> **Provided data**:

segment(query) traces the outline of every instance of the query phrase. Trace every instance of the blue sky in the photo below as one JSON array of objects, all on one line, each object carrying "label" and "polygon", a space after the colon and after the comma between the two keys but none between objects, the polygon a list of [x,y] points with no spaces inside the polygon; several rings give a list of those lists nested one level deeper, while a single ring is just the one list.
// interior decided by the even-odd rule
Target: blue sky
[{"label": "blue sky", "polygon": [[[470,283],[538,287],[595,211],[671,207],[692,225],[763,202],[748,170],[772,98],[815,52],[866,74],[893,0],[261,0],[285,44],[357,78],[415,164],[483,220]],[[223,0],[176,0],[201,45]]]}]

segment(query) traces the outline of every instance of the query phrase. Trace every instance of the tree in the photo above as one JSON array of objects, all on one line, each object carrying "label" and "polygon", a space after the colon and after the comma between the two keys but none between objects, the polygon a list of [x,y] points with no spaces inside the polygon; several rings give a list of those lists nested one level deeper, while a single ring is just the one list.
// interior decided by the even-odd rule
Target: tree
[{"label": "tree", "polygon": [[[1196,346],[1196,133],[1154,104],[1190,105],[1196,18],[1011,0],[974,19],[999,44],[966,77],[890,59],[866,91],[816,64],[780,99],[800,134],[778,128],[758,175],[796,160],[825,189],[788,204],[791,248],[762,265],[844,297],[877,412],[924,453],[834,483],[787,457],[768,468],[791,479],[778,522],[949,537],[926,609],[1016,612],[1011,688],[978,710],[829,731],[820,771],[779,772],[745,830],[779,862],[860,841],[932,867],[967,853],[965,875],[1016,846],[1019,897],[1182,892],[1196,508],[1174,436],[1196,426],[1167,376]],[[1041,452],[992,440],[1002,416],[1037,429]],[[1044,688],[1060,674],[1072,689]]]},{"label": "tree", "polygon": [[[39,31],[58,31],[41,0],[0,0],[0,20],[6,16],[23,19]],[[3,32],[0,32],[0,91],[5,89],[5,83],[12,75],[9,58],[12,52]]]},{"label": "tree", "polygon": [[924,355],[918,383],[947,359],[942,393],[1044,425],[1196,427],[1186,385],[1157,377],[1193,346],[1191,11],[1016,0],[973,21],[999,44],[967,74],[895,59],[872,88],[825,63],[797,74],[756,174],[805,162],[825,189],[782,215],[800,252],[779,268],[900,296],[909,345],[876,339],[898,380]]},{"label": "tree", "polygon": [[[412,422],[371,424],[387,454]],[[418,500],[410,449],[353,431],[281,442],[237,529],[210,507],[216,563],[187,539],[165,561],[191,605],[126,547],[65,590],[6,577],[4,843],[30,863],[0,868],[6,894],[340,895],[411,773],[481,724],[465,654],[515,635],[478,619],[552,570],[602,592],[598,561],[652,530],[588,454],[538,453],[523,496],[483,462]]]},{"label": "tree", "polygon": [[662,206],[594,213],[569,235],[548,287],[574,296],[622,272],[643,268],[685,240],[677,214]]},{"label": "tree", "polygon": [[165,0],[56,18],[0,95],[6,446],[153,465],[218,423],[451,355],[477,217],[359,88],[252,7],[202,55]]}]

> **Required work**:
Your task is to reproduce the whole listing exactly.

> **Solution for this exercise**:
segment(query) traces the outline of every instance of the query phrase. Trace every instance of the blue sky in the photo below as one JSON array of objects, all on one line, each object carrying "label" and "polygon", a space after the colon and after the comma between the two keys but none between objects, the polygon a list of [x,y] points with no spaces inside the polygon; several rings give a list of those lists nested one level deeper, while a single ring is just the one list.
// interior decided by the even-odd rule
Target: blue sky
[{"label": "blue sky", "polygon": [[[470,283],[538,287],[595,211],[671,207],[692,225],[763,202],[748,170],[772,98],[815,52],[866,74],[893,0],[261,0],[285,44],[357,78],[415,164],[483,220]],[[223,0],[176,0],[201,45]]]}]

segment(query) traces the outline of every instance of the query phrase. Trace every instance of the tree in the photo above as one JSON array of objects, all on one line, each object carrying "label" and "polygon", a space after the colon and after the comma between the two keys but none between objects, the polygon a list of [x,y] points with no spaces inside the polygon; several rings give a list of those lists nested one level deeper, while a single ring is just the one list.
// interior decided by the even-odd rule
Target: tree
[{"label": "tree", "polygon": [[[1196,346],[1196,133],[1154,104],[1190,105],[1196,18],[1011,0],[974,19],[999,44],[966,77],[890,59],[866,91],[816,64],[780,99],[800,134],[778,128],[758,175],[796,160],[825,189],[788,204],[791,248],[762,265],[844,297],[877,412],[924,453],[834,483],[787,457],[768,468],[791,479],[778,522],[949,537],[926,609],[1016,612],[1011,688],[978,710],[829,731],[820,771],[779,772],[745,830],[779,862],[860,841],[932,867],[967,853],[965,875],[1016,846],[1019,897],[1182,892],[1196,508],[1174,436],[1196,426],[1167,376]],[[1041,452],[992,440],[1002,416],[1037,429]],[[1044,688],[1060,674],[1072,689]]]},{"label": "tree", "polygon": [[[39,31],[58,31],[41,0],[0,0],[0,20],[6,16],[23,19]],[[3,32],[0,32],[0,91],[5,89],[5,83],[12,75],[9,58],[12,52]]]},{"label": "tree", "polygon": [[924,355],[918,383],[947,359],[942,393],[1044,425],[1196,427],[1186,385],[1157,377],[1193,346],[1191,11],[1016,0],[973,21],[999,44],[967,74],[895,59],[872,88],[825,63],[797,74],[756,174],[805,162],[825,189],[782,215],[800,252],[779,268],[900,296],[909,345],[876,339],[898,380]]},{"label": "tree", "polygon": [[[412,422],[371,424],[387,454]],[[418,500],[410,449],[353,431],[281,442],[237,529],[210,507],[216,563],[187,539],[165,561],[191,605],[126,547],[65,590],[6,577],[4,843],[30,863],[0,868],[6,894],[340,895],[411,773],[481,724],[465,654],[515,635],[478,619],[552,570],[602,592],[598,561],[652,530],[588,454],[538,453],[523,496],[483,462]]]},{"label": "tree", "polygon": [[662,206],[594,213],[569,235],[548,287],[574,296],[622,272],[643,268],[685,240],[677,214]]},{"label": "tree", "polygon": [[165,0],[56,18],[0,95],[6,446],[153,465],[218,423],[451,355],[477,217],[359,88],[252,7],[202,55]]}]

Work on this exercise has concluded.